---------- Data provided
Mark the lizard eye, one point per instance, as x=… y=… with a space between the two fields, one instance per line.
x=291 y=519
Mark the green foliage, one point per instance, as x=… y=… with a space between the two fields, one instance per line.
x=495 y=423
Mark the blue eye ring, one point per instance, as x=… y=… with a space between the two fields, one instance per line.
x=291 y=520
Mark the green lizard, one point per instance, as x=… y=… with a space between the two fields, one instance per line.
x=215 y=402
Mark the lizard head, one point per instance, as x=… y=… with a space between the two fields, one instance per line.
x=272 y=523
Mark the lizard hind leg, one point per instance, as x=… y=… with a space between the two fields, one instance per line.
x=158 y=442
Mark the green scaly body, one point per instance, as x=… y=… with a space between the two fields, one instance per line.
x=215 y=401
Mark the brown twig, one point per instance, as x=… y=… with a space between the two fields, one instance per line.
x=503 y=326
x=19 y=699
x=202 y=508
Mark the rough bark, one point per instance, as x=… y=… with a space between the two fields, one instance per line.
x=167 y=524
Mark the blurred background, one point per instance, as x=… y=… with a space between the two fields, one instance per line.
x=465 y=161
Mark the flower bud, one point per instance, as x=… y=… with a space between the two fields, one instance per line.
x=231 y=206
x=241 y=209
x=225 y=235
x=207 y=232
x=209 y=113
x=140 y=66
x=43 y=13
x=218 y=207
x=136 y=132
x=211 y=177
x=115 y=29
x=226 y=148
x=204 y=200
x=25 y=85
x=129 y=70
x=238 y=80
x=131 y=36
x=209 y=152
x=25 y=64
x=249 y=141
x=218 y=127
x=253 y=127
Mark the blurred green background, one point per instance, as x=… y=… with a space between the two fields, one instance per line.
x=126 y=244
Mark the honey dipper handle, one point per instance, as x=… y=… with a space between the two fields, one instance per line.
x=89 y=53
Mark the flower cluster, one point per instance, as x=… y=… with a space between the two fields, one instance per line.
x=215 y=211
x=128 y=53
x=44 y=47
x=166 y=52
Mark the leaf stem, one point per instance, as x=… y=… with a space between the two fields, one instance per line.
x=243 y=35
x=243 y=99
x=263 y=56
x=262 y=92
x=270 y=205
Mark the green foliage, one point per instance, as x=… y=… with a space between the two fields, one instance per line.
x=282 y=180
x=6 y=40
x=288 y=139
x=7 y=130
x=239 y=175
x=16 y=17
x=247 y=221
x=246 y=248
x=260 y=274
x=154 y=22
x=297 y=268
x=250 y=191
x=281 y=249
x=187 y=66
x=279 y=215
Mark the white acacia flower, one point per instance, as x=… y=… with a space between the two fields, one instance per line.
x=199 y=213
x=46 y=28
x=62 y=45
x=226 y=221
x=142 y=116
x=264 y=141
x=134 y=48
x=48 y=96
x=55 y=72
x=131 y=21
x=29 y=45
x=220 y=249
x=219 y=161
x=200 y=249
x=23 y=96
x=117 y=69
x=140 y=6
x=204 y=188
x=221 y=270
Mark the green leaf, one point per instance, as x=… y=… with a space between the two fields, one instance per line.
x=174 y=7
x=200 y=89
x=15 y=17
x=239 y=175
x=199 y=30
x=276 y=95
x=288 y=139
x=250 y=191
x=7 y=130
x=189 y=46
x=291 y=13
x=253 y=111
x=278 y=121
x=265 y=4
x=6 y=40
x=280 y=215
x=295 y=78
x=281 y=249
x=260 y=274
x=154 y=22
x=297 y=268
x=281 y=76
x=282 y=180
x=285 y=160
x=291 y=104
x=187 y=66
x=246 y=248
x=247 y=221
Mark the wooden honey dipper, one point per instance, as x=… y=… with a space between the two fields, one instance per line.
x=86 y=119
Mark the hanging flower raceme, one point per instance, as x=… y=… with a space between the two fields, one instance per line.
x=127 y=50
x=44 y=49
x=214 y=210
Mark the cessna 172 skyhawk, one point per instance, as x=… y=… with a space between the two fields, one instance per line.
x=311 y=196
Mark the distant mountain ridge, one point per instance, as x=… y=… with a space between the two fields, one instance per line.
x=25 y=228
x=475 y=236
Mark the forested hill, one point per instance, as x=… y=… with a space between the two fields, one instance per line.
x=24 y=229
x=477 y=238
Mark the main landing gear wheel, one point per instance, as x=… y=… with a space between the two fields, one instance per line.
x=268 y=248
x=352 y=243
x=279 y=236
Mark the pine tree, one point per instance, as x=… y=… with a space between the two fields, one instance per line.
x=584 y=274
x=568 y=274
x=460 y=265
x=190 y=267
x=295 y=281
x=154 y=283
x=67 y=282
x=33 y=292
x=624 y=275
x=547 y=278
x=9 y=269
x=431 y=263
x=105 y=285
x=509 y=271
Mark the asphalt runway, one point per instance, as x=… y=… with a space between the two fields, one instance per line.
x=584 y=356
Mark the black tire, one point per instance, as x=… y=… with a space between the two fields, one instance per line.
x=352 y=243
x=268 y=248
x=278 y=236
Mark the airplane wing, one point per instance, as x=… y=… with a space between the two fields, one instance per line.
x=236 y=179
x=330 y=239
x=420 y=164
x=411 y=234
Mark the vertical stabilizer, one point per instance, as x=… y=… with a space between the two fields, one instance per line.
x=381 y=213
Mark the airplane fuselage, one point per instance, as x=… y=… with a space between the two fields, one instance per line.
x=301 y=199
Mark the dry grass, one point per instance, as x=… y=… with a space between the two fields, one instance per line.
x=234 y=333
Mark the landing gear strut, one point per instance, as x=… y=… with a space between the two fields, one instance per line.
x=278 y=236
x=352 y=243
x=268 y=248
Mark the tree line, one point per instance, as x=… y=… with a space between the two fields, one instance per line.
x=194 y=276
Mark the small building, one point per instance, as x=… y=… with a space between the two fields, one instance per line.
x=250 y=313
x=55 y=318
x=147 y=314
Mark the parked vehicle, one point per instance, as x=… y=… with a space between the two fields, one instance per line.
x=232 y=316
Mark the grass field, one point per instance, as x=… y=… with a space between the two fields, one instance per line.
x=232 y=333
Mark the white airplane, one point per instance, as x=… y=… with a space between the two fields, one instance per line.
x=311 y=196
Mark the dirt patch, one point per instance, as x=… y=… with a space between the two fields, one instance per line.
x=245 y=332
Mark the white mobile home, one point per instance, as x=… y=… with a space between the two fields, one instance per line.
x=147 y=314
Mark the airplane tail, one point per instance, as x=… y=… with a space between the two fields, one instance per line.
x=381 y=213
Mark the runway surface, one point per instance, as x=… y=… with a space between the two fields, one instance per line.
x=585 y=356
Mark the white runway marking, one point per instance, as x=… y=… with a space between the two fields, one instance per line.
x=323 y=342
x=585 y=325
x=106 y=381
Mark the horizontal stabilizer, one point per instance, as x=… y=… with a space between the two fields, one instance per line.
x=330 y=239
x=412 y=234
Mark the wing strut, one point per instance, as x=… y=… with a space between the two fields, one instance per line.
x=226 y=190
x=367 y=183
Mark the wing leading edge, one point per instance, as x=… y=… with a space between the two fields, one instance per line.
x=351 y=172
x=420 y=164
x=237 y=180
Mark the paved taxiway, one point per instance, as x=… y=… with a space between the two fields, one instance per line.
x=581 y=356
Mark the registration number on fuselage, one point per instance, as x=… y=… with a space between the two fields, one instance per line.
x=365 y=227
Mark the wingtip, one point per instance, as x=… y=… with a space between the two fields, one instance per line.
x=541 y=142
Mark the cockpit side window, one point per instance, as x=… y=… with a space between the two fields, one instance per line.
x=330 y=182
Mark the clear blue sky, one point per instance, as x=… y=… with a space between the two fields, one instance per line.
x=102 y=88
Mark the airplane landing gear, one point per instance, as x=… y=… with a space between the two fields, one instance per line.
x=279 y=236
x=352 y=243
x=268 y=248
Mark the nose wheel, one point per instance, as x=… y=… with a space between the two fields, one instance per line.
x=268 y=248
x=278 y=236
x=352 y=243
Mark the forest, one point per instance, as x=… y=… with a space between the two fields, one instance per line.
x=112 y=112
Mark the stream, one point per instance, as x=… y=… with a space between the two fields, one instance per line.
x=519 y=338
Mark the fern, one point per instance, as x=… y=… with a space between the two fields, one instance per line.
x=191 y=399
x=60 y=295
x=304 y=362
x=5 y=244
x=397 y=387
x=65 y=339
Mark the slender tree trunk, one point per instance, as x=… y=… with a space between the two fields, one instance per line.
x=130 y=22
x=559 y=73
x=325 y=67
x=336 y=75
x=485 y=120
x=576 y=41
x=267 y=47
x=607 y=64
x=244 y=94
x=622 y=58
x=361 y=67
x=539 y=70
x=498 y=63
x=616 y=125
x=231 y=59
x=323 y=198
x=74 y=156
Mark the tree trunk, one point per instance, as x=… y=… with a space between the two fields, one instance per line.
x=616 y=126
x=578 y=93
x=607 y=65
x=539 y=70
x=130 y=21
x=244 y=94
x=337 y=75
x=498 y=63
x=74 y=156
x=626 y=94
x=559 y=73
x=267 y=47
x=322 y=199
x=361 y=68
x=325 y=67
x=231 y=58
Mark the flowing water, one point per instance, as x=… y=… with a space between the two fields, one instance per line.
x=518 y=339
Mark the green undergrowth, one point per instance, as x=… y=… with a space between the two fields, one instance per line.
--------------------
**Given task**
Please write out these rows word for word, starting at the line that has "Mark the flower cluster, one" and stopping after the line that has "x=475 y=236".

**Exercise output**
Mark the flower cluster, one point per instance, as x=… y=… with a space between the two fields, one instance per line.
x=215 y=211
x=128 y=53
x=44 y=47
x=166 y=52
Mark the leaf stem, one point per instance, as x=… y=… with a space between the two fields, one instance per line.
x=243 y=35
x=243 y=99
x=263 y=56
x=262 y=92
x=270 y=205
Mark the green foliage, one point per instance, as x=… y=… with a space between the two fields, one instance per line.
x=282 y=180
x=6 y=40
x=288 y=139
x=7 y=130
x=239 y=175
x=16 y=17
x=247 y=221
x=246 y=248
x=260 y=274
x=154 y=22
x=297 y=268
x=250 y=191
x=281 y=249
x=187 y=66
x=279 y=215
Mark the white acacia flower, one point per instance, as x=… y=… with a space between the two fields, one instance per line.
x=199 y=213
x=46 y=28
x=62 y=45
x=226 y=221
x=142 y=116
x=264 y=141
x=134 y=48
x=48 y=96
x=55 y=72
x=131 y=21
x=29 y=45
x=220 y=249
x=219 y=161
x=200 y=249
x=23 y=96
x=117 y=69
x=140 y=6
x=204 y=188
x=221 y=270
Mark the green leaf, one point per instance, as x=… y=… with a space between the two fields, one instance per line.
x=174 y=7
x=200 y=89
x=15 y=17
x=239 y=175
x=199 y=30
x=276 y=95
x=288 y=139
x=250 y=191
x=7 y=130
x=189 y=46
x=291 y=13
x=253 y=111
x=278 y=121
x=265 y=4
x=6 y=40
x=280 y=215
x=295 y=78
x=281 y=249
x=260 y=274
x=154 y=22
x=297 y=268
x=281 y=76
x=282 y=180
x=285 y=160
x=291 y=104
x=187 y=66
x=246 y=248
x=247 y=221
Mark the wooden honey dipper, one point per instance, as x=… y=… with a space between the two fields, one instance per line.
x=86 y=119
Mark the hanging flower raceme, one point per instance, as x=… y=… with a space between the two fields, one instance per line.
x=127 y=50
x=44 y=49
x=214 y=210
Mark the cessna 172 skyhawk, one point per instance, as x=… y=… with a space between the two fields, one instance per line.
x=311 y=196
Mark the distant mountain ridge, one point per instance, as x=… y=… with a space between the two fields, one instance per line.
x=25 y=228
x=475 y=236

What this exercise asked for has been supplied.